Liste des tâches
**a.** Répondez aux questions suivantes d'après l'article sur l'exposition de Michael Wolf à Arles.
(i) Dans quel lieu l'exposition La vie dans les villes est-elle présentée ?
(ii) Dans quelle ville et en quelle année Michael Wolf est-il né ?
(iii) De quelles villes l'artiste expose-t-il en très grands formats les façades et les cours des immeubles ?
**b.** Citez le passage de l'article sur l'exposition de Michael Wolf compris entre « Temps de lecture » et « l’avait jamais restitué. », ces deux extrémités incluses.

Texte à lire
++++++
EvénementsPhoto

A Arles, Michael Wolf est un metteur en scène inspiré de ses explorations des grandes métropoles

Temps de lecture estimé : 4mins

Dés que l’on franchit les portes de l’Eglise des frères prêcheurs l’installation et la scénographie de l’exposition La vie dans les villes, de Michael Wolf, nous saisissent. Des photographies grands formats suspendues dans le centre, une installation monumentale et des séries regroupées dans les chapelles latérales, nous révèlent : Chicago, Hong Kong, Paris ou Tokyo, comme aucun photographe ne nous l’avait jamais restitué.

Comment chacun de nous investit l’espace public, son espace d’habitation ou de travail ? Michael Wolf (né à Munich en 1954) est un arpenteur de villes. Il identifie, collecte, isole,  et saisit les détails objets et accessoires qui demain feront sens, et témoigneront des modes de vies d’une époque. Glaneur et collectionneur, durant son séjour en Chine et à Hong Kong, il porte un intérêt particulier aux chaises et tabourets de rues que les chinois adoptent et investissent les longues heures qu’ils passent dans les rues. Des chaises  singulières, customisées, souvent bricolées et rafistolées, qui vivent plusieurs vies. Non seulement Michael Wolf les photographie, mais il les ramène avec lui et les installe, en échos et en témoins bien réels, au pied des photographies qu’il en fait.

Pratiquant aussi la photographie en ethnologue, il s’immerge dans le quotidien des habitants. Michael Wolf pose son regard sur l’habitat, vu de dehors ou de dedans. Le dehors, quand il photographie et expose en très grands formats les façades et les cours des immeubles de Hong Kong ou de Chicago. Révélant ainsi dans des similitudes apparentes tout ce qui fait différences, dans les alignements des cours intérieures ou des façades sur rues. Ainsi, le spectateur parcourt du regard des façades qui sont bien plus que des concentrations de fenêtres et de balcons.
++++++
[Entrées d'annotation de formes]
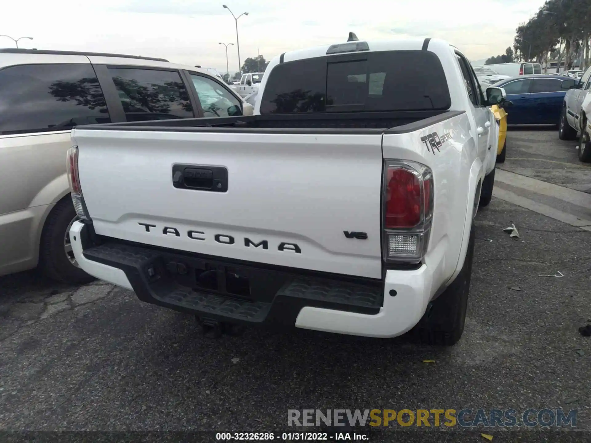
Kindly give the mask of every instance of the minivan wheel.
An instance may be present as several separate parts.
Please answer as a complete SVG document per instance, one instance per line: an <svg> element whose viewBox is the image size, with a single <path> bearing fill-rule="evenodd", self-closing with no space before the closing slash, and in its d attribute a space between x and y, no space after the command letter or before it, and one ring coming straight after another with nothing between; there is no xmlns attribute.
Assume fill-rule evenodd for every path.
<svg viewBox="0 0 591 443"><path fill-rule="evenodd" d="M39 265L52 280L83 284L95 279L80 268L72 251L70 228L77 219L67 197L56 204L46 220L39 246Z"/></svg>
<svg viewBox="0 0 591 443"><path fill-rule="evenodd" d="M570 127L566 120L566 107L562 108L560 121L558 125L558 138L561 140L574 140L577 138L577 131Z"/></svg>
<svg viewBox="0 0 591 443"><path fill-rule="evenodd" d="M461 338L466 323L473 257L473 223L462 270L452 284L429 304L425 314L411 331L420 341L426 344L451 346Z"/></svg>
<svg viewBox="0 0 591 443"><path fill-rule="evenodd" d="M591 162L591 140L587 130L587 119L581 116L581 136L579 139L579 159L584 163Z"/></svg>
++++++
Réponses par tâche
**a.**
(i) L'exposition est présentée dans l'Église des frères prêcheurs.
(ii) Michael Wolf est né à Munich en 1954.
(iii) Il expose les façades et les cours des immeubles de Hong Kong et de Chicago.

**b.**
Temps de lecture estimé : 4mins

Dés que l’on franchit les portes de l’Eglise des frères prêcheurs l’installation et la scénographie de l’exposition La vie dans les villes, de Michael Wolf, nous saisissent. Des photographies grands formats suspendues dans le centre, une installation monumentale et des séries regroupées dans les chapelles latérales, nous révèlent : Chicago, Hong Kong, Paris ou Tokyo, comme aucun photographe ne nous l’avait jamais restitué.